### OPDRACHT
Tel in de items hieronder de regels waarin de string "boat" voorkomt. Geef alleen het aantal.

::: INVOER :::

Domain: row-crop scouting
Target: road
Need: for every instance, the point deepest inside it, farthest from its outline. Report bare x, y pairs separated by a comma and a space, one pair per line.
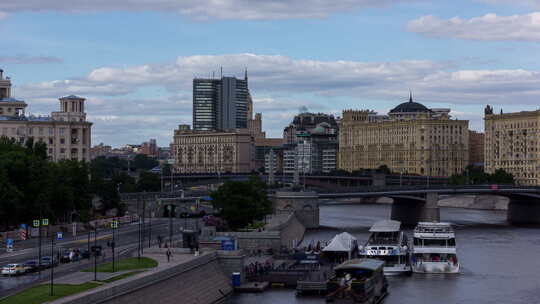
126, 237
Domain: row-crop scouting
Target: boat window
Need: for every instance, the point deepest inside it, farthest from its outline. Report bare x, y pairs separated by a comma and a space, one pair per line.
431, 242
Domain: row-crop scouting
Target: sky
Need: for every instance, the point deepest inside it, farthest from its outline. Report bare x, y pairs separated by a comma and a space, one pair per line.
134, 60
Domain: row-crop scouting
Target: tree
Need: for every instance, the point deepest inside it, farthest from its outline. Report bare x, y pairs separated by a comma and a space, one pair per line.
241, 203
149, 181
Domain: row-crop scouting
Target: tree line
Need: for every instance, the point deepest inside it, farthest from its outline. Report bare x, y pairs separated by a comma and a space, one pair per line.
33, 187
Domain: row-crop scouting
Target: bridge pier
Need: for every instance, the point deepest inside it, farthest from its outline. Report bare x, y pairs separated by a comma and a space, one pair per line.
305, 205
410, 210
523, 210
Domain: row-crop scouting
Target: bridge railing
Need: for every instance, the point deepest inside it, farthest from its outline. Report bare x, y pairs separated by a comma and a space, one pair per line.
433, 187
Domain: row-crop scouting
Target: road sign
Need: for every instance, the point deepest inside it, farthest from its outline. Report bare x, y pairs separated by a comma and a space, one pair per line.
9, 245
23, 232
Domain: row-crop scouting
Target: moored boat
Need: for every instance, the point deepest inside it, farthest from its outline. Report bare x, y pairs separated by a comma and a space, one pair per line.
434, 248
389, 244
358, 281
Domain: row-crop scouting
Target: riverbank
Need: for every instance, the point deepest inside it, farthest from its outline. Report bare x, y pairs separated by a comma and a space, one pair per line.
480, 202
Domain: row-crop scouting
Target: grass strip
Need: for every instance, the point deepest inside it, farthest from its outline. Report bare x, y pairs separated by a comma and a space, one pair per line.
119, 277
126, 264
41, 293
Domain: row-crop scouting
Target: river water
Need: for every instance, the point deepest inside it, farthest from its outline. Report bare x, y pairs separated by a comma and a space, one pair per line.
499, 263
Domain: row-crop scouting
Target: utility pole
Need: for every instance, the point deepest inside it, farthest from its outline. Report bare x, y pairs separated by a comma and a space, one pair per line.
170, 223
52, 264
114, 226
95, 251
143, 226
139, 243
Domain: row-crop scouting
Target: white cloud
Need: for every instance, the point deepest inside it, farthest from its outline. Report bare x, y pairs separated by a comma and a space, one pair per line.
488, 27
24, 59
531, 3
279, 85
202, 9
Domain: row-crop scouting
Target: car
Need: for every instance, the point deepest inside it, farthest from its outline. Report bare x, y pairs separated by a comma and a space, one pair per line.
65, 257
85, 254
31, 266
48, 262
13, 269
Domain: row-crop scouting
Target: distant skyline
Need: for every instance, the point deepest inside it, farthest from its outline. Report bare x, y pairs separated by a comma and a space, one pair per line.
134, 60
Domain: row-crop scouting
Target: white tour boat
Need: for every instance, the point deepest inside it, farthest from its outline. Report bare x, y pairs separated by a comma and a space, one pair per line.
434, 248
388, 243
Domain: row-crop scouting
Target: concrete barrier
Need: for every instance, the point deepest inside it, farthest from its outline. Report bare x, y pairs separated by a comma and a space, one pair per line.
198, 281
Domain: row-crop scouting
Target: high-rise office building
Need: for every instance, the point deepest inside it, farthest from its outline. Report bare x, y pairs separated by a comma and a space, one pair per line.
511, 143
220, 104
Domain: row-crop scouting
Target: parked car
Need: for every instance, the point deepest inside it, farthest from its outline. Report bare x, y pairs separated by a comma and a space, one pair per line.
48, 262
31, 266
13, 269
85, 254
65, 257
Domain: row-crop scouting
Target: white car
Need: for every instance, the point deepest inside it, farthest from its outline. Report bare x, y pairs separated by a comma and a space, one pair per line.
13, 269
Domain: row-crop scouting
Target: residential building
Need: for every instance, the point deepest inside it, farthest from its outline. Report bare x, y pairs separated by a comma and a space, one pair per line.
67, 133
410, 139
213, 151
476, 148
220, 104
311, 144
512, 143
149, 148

:::
::: INVOER :::

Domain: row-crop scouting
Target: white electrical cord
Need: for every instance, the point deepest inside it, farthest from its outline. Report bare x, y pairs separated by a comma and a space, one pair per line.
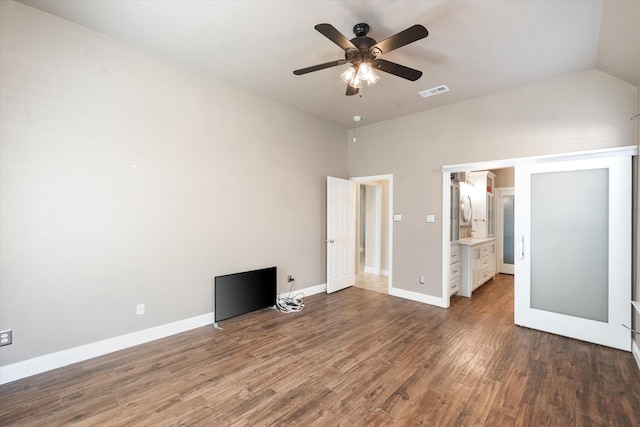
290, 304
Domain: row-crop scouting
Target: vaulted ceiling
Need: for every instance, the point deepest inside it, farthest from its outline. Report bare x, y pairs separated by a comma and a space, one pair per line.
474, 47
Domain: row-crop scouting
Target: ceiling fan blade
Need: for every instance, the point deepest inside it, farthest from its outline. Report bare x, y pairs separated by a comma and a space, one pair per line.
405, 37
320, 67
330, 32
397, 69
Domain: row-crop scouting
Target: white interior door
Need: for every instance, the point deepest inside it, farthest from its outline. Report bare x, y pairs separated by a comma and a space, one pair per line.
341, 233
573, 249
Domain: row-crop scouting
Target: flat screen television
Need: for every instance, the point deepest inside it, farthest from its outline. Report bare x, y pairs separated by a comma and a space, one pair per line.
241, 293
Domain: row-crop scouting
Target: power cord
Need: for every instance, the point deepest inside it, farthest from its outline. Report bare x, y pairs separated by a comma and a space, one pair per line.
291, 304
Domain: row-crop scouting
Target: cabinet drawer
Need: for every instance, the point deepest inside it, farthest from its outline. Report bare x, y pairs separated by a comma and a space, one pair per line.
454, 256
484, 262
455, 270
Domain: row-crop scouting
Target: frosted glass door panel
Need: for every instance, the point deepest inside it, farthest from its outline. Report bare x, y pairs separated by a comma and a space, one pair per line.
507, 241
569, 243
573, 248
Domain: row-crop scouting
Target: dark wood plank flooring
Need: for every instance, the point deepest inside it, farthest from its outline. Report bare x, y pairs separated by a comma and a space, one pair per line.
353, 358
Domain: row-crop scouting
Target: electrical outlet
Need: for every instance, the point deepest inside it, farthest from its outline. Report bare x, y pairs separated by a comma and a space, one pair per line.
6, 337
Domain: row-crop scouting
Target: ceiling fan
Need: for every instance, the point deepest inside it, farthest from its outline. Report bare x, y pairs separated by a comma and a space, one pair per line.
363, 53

:::

### ANTWOORD
3